▶ [Consignes et exigences]: Indiquez combien de lignes ci-dessous contiennent la chaîne « water ». Ne donnez que ce nombre.

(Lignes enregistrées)
= = = = =

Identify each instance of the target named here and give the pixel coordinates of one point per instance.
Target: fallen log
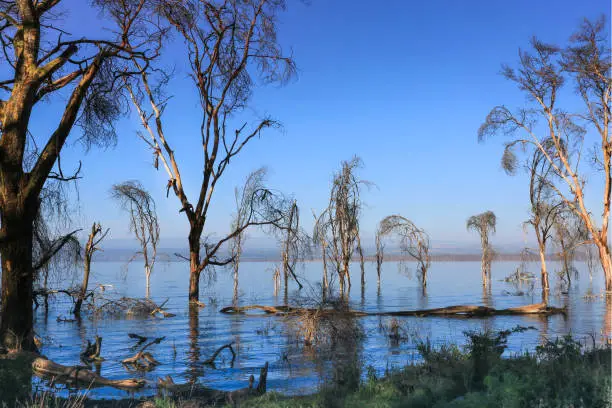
(142, 360)
(449, 311)
(79, 376)
(212, 396)
(211, 360)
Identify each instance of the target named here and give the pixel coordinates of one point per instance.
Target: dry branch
(78, 376)
(211, 360)
(449, 311)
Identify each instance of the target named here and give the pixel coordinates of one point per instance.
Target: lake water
(193, 337)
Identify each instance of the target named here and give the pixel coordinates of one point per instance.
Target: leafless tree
(42, 63)
(227, 44)
(93, 241)
(569, 234)
(413, 241)
(544, 208)
(562, 138)
(484, 224)
(380, 253)
(137, 201)
(338, 225)
(295, 244)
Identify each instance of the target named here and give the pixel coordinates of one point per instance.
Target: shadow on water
(194, 334)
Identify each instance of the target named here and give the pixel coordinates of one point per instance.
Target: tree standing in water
(143, 222)
(227, 44)
(562, 137)
(484, 225)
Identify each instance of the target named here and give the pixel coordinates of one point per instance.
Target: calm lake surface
(192, 338)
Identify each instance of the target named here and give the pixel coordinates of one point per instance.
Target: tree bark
(79, 302)
(194, 266)
(16, 326)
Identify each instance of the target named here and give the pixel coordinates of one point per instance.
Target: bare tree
(133, 198)
(569, 234)
(413, 241)
(544, 208)
(226, 44)
(42, 62)
(484, 224)
(93, 241)
(338, 225)
(562, 138)
(380, 253)
(295, 243)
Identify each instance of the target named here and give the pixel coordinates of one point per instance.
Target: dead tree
(339, 222)
(569, 234)
(95, 237)
(143, 222)
(295, 244)
(563, 135)
(413, 241)
(544, 208)
(226, 45)
(43, 63)
(380, 253)
(484, 224)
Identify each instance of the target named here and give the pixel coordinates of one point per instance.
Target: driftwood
(92, 352)
(78, 376)
(142, 360)
(211, 360)
(216, 397)
(450, 311)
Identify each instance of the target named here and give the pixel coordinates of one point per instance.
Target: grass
(561, 373)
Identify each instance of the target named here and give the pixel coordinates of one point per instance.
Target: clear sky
(402, 84)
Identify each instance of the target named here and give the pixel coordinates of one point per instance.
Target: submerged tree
(562, 137)
(569, 234)
(93, 241)
(143, 222)
(380, 253)
(484, 224)
(227, 44)
(295, 244)
(544, 210)
(282, 218)
(338, 225)
(43, 63)
(413, 241)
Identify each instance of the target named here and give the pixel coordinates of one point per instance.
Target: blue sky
(402, 84)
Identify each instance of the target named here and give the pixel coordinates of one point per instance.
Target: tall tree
(484, 225)
(413, 241)
(42, 62)
(338, 224)
(543, 203)
(227, 44)
(563, 135)
(137, 201)
(93, 244)
(380, 253)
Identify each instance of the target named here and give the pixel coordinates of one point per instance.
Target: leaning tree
(137, 201)
(226, 46)
(544, 205)
(560, 135)
(413, 241)
(337, 228)
(42, 62)
(484, 225)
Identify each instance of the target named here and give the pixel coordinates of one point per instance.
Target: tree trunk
(606, 262)
(79, 302)
(194, 267)
(16, 326)
(148, 281)
(543, 270)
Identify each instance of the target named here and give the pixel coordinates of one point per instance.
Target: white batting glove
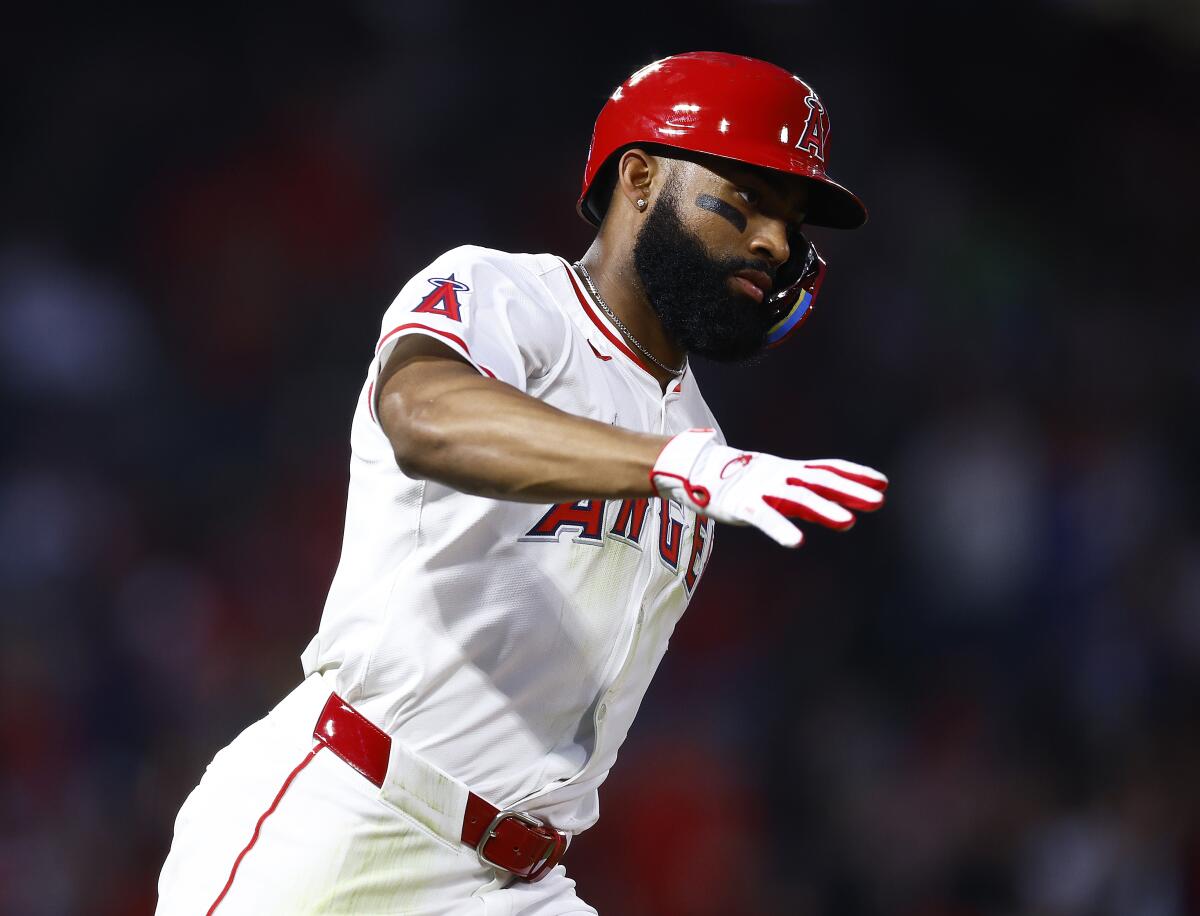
(749, 488)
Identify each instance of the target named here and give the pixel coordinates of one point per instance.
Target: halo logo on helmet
(738, 108)
(816, 129)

= = = = =

▶ [Résultat de l'exercice]: 3